* **WORK INSTRUCTIONS**:
1: In the article on Chinese loans, start at the words "BY Sumudu Chamara" and end after "are considered lawful.". Output that passage exactly as it appears.
2: Name every person mentioned in the article on Chinese loans.

* **ARTICLE**:
■ ■ ■ ■

BY Sumudu Chamara
When it comes to looking into the calls for a system change in the country, it is crucial to understand that the kind of corruption that is being protested against is not simply people breaking the law or finding loopholes to evade the law, but that in Sri Lanka, the rules themselves have been designed and doctored to allow decision makers to work against public interest and to violate public trust in ways that are considered lawful.
Therefore, the form of corruption that the country is discussing is a systematic entrenchment of the practices that are against the public interest in the country.
This was emphasised by Verité Research Executive Director Dr. Nishan de Mel during an online forum titled “The Lure of Chinese Loans” where the implementation and flaws of the special framework introduced for the financing of infrastructure projects, especially with regard to procurement processes, have resulted in adverse impacts on the country.
Special framework: Birth, evolution, and flaws
During the discussion, Verité Research’s Research Director Subhashini Abeysinghe shed light on how the special framework came into existence and operated during the past few years.
Explaining the context in which a special framework was introduced, Abeysinghe pointed out that Sri Lanka prioritised large-scale infrastructure investments following the end of the war, while the country’s access to and obtaining of traditional concessional loans declined with the country being upgraded to a middle-income country from a low-income country, thus increasing the share of non-concessional or commercial loans. Noting how the country’s need for financial assistance led to the country seeking such assistance from China, she explained that in this context, the country had to come up with a framework to accommodate unsolicited proposals for public-funded projects.

■ ■ ■ ■

* **DATA PROVIDED**:
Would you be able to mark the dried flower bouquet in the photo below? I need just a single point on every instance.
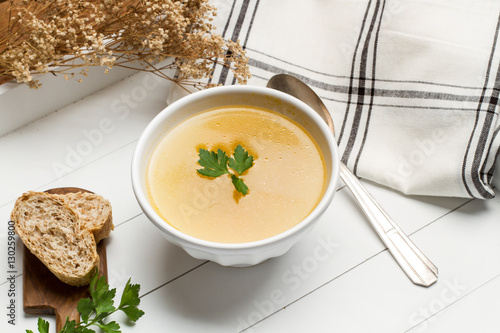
(67, 36)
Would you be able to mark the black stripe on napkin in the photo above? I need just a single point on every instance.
(478, 151)
(234, 37)
(372, 95)
(351, 80)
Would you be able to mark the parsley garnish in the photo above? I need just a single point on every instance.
(215, 164)
(98, 307)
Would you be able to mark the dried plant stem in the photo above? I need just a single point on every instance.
(63, 36)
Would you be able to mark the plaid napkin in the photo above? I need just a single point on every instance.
(412, 86)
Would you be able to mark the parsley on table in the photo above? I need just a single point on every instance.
(215, 164)
(98, 307)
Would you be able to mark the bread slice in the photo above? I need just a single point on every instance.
(94, 212)
(51, 230)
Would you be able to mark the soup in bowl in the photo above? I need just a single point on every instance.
(235, 174)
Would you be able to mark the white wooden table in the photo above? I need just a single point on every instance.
(340, 278)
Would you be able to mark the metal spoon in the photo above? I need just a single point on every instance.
(414, 263)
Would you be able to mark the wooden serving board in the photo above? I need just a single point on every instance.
(44, 293)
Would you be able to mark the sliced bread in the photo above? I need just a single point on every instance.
(94, 212)
(51, 230)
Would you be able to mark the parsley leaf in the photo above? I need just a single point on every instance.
(98, 307)
(215, 164)
(130, 300)
(241, 161)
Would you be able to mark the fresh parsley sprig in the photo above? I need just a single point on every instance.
(215, 164)
(98, 307)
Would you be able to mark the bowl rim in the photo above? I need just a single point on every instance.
(201, 244)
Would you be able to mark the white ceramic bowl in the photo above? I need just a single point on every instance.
(239, 254)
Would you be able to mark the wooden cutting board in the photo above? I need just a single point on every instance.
(44, 293)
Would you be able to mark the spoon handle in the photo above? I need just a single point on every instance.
(414, 263)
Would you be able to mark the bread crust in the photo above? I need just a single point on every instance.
(56, 234)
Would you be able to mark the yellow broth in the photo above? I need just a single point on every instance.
(285, 183)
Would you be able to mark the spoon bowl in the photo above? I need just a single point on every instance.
(414, 263)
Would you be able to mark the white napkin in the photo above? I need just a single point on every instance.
(413, 87)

■ ■ ■ ■

* **SOLUTIONS IN ORDER**:
1:
BY Sumudu Chamara
When it comes to looking into the calls for a system change in the country, it is crucial to understand that the kind of corruption that is being protested against is not simply people breaking the law or finding loopholes to evade the law, but that in Sri Lanka, the rules themselves have been designed and doctored to allow decision makers to work against public interest and to violate public trust in ways that are considered lawful.

2:
Sumudu Chamara
Dr. Nishan de Mel
Subhashini Abeysinghe